Your objective: These entries must be printed again exactly as they are.

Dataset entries
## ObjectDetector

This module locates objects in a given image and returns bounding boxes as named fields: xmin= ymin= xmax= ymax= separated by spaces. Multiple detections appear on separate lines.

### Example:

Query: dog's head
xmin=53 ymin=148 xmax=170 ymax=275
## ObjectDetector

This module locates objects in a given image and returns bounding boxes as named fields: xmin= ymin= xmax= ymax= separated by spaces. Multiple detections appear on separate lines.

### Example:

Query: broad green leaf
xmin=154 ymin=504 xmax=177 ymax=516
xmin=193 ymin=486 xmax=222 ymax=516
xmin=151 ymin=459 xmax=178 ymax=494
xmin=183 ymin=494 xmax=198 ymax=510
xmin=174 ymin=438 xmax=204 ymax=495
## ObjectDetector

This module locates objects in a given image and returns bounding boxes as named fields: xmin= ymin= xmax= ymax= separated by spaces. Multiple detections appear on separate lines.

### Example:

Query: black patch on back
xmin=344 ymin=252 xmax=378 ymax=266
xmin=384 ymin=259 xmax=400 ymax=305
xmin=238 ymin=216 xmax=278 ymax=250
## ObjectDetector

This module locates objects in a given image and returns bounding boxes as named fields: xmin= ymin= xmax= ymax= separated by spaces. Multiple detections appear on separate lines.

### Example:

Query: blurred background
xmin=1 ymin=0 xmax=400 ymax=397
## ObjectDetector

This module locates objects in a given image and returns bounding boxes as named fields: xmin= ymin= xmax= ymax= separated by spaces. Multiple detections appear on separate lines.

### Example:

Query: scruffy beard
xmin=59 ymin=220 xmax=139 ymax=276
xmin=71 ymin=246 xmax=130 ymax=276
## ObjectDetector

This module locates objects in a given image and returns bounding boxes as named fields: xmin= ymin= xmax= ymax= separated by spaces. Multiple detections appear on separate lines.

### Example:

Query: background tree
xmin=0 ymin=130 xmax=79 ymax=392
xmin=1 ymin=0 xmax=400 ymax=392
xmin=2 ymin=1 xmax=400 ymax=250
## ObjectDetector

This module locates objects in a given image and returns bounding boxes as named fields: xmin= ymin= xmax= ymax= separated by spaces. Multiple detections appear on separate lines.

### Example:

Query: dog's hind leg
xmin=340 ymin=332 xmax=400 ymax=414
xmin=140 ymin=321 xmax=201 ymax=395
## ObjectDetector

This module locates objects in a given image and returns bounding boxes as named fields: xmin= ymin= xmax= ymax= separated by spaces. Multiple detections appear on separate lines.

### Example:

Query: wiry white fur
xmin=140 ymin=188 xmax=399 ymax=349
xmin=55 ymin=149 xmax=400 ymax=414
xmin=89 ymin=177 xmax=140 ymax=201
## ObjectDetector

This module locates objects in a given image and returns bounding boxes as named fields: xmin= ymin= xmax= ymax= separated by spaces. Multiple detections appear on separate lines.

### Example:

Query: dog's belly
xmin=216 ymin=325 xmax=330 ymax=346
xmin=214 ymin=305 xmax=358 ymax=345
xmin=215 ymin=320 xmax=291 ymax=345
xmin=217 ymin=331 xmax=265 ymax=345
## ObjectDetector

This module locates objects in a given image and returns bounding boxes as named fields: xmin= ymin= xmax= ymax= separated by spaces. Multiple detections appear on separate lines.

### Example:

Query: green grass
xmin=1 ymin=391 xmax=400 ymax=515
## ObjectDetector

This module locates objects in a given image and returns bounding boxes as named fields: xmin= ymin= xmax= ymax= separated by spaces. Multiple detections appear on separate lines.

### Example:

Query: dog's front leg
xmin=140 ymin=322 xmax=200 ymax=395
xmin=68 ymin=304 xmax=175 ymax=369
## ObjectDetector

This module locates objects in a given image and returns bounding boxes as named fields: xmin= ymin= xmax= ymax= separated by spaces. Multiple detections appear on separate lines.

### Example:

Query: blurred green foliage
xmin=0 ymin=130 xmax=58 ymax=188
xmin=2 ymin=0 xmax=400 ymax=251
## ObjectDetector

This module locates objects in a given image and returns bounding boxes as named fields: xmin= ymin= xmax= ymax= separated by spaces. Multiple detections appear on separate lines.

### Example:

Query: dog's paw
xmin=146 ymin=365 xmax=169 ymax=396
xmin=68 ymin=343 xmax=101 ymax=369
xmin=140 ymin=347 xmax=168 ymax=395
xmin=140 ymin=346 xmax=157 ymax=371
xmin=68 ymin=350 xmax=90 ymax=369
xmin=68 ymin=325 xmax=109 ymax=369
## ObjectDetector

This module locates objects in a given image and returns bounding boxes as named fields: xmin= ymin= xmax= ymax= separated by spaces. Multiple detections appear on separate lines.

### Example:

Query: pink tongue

Your solution:
## ObjectDetector

This module locates objects in a given image and returns bounding boxes as named fields: xmin= ymin= xmax= ymax= separated by spaces. Multiple detections appear on separate lines.

### Example:

Query: dog's head
xmin=53 ymin=148 xmax=170 ymax=275
## ObjectDetector

This module locates objects in a given image and returns bounding boxes as named fields: xmin= ymin= xmax= ymax= separated by spaces. Multiple detections appear on separate lines.

### Example:

Query: broad green leaf
xmin=154 ymin=504 xmax=177 ymax=516
xmin=193 ymin=486 xmax=222 ymax=516
xmin=151 ymin=459 xmax=178 ymax=494
xmin=183 ymin=494 xmax=198 ymax=510
xmin=174 ymin=438 xmax=204 ymax=495
## ObjectDetector

This module locates objects in a given image and returns bounding boxes as named fields: xmin= ymin= xmax= ymax= separated by spaces. Multiple detections appear on separate lines.

### Example:

Query: black patch on back
xmin=344 ymin=252 xmax=378 ymax=266
xmin=384 ymin=259 xmax=400 ymax=305
xmin=238 ymin=216 xmax=278 ymax=250
## ObjectDetector

This module locates objects in a given image and returns bounding boxes as named fields: xmin= ymin= xmax= ymax= separated by spaces. Multiple detections appear on separate lines.

### Example:

Query: blurred background
xmin=1 ymin=0 xmax=400 ymax=397
## ObjectDetector

This module locates objects in a given image and returns bounding boxes as named fields: xmin= ymin= xmax= ymax= separated by spaces. Multiple detections appear on separate lines.

### Example:

Query: scruffy beard
xmin=59 ymin=220 xmax=139 ymax=276
xmin=71 ymin=246 xmax=130 ymax=276
## ObjectDetector

This module locates objects in a given image and returns bounding boxes as named fields: xmin= ymin= xmax= ymax= separated by spaces. Multiple detections appear on separate lines.

### Example:

Query: background tree
xmin=0 ymin=130 xmax=79 ymax=392
xmin=1 ymin=0 xmax=400 ymax=392
xmin=2 ymin=1 xmax=400 ymax=250
## ObjectDetector

This module locates objects in a given image and returns bounding boxes as named fields: xmin= ymin= xmax= ymax= separated by spaces. Multiple detections appear on separate lines.

### Example:

Query: dog's hind leg
xmin=340 ymin=332 xmax=400 ymax=414
xmin=140 ymin=321 xmax=201 ymax=395
## ObjectDetector

This module locates objects in a given image and returns bounding boxes as named fields: xmin= ymin= xmax= ymax= separated by spaces. Multiple detections appear on separate lines.

### Example:

Query: wiry white fur
xmin=140 ymin=188 xmax=399 ymax=349
xmin=55 ymin=149 xmax=400 ymax=414
xmin=89 ymin=177 xmax=140 ymax=201
## ObjectDetector

This module locates objects in a given image and returns bounding boxes as named fields: xmin= ymin= xmax= ymax= separated by spaces. Multiple detections appear on separate lines.

### Example:

Query: dog's belly
xmin=216 ymin=325 xmax=330 ymax=346
xmin=214 ymin=305 xmax=358 ymax=345
xmin=215 ymin=320 xmax=291 ymax=345
xmin=217 ymin=331 xmax=265 ymax=345
## ObjectDetector

This module locates objects in a given image and returns bounding boxes as named fields: xmin= ymin= xmax= ymax= separated by spaces. Multiple detections appear on separate lines.

### Example:

Query: green grass
xmin=1 ymin=391 xmax=400 ymax=515
## ObjectDetector

This module locates objects in a given image and returns bounding boxes as named fields: xmin= ymin= xmax= ymax= separated by spaces. Multiple detections appear on separate lines.

### Example:

Query: dog's front leg
xmin=140 ymin=322 xmax=200 ymax=395
xmin=68 ymin=304 xmax=175 ymax=369
## ObjectDetector

This module locates objects in a given image and returns bounding boxes as named fields: xmin= ymin= xmax= ymax= separated by spaces. Multiple detections appear on separate lines.

### Example:

Query: blurred green foliage
xmin=0 ymin=130 xmax=58 ymax=188
xmin=2 ymin=0 xmax=400 ymax=251
## ObjectDetector

This module locates objects in a given image and returns bounding boxes as named fields: xmin= ymin= xmax= ymax= separated by spaces. Multiple detections appear on separate lines.

### Example:

Query: dog's paw
xmin=146 ymin=365 xmax=169 ymax=396
xmin=68 ymin=343 xmax=101 ymax=369
xmin=140 ymin=347 xmax=168 ymax=395
xmin=140 ymin=346 xmax=157 ymax=371
xmin=68 ymin=350 xmax=90 ymax=369
xmin=68 ymin=325 xmax=109 ymax=369
## ObjectDetector

This module locates objects in a given image and returns bounding boxes as named fields: xmin= ymin= xmax= ymax= separated by spaces. Multiple detections appear on separate lines.

### Example:

Query: pink tongue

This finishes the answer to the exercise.